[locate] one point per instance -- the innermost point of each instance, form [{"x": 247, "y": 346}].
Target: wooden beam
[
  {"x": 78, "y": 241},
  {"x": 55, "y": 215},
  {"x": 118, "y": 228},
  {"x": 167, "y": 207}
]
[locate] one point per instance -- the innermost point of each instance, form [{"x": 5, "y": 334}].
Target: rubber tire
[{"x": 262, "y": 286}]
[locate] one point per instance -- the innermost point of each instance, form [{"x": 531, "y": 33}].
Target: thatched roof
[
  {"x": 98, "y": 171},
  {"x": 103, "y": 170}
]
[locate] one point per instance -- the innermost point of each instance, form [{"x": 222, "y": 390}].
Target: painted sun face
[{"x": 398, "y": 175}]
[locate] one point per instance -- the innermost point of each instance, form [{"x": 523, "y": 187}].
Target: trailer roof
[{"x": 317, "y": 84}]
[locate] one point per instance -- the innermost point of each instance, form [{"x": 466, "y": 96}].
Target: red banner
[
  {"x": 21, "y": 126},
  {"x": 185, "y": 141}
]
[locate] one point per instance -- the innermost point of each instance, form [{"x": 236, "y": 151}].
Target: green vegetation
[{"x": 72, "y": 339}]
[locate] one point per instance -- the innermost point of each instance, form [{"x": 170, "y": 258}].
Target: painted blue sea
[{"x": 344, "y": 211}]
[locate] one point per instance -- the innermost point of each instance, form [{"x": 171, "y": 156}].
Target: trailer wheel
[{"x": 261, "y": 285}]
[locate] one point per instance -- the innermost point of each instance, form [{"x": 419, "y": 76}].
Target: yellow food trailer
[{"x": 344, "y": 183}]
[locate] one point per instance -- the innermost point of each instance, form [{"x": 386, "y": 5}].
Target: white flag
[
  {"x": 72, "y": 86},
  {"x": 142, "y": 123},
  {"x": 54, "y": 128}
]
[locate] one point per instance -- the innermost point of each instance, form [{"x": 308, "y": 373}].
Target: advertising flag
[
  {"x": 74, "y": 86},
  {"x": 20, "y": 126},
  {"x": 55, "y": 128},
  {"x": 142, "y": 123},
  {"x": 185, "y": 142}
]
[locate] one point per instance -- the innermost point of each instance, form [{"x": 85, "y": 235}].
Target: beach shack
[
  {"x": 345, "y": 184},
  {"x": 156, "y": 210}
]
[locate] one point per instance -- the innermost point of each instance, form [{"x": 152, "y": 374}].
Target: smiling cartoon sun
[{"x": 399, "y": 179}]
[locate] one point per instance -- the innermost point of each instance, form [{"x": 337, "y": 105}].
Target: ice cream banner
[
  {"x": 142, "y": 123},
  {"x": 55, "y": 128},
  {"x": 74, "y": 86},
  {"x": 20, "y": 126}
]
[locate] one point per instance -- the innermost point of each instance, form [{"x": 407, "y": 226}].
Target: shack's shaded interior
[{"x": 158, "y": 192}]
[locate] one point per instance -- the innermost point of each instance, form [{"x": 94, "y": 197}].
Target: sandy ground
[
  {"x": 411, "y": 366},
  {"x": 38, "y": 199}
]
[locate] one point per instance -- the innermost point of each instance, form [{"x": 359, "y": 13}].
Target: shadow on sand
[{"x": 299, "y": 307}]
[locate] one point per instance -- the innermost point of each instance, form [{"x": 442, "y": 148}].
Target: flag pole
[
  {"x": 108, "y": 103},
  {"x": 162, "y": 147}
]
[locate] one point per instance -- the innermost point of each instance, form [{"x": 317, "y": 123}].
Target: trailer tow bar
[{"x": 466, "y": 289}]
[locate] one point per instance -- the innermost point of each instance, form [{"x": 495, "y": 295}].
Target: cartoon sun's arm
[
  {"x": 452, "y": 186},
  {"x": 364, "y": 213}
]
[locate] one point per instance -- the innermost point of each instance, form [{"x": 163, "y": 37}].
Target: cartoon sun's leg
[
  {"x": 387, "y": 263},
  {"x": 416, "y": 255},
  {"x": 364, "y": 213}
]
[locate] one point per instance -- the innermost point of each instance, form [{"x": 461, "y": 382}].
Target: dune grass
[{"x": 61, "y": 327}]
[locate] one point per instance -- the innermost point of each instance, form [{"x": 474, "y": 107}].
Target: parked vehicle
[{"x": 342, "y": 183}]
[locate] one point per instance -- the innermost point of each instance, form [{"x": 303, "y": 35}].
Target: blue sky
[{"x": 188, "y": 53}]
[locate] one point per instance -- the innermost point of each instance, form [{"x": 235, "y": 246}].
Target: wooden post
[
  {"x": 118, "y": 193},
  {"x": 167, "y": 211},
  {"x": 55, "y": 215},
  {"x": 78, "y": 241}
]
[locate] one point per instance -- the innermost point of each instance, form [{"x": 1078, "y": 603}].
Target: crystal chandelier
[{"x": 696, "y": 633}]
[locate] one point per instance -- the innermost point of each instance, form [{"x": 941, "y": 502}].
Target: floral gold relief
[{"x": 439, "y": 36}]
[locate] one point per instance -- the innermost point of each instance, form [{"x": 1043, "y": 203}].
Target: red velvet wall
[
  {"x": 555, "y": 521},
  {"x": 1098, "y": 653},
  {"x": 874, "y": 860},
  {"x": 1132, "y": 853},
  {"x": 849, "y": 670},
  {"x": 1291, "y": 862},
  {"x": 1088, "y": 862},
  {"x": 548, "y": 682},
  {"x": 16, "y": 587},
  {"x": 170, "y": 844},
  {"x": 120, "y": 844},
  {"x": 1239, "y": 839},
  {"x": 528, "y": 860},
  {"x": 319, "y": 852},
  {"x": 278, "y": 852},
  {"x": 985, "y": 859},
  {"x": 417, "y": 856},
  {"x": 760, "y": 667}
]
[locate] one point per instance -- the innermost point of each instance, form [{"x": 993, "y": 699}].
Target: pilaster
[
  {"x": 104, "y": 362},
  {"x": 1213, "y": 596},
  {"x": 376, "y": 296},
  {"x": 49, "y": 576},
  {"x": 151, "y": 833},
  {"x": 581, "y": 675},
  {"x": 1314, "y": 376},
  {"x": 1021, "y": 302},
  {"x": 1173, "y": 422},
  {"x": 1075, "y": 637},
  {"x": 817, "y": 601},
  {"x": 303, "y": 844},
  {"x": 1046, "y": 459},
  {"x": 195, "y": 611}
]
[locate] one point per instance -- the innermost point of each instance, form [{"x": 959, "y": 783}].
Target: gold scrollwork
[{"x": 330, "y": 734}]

──────────────────────────────

### WORK TO BE COMPLETED
Pick out and copy each line of the records that contains the word "gold". Count a line only if its letters match the word in case as well.

### FINAL ANSWER
Target: floral gold relief
Target: gold scrollwork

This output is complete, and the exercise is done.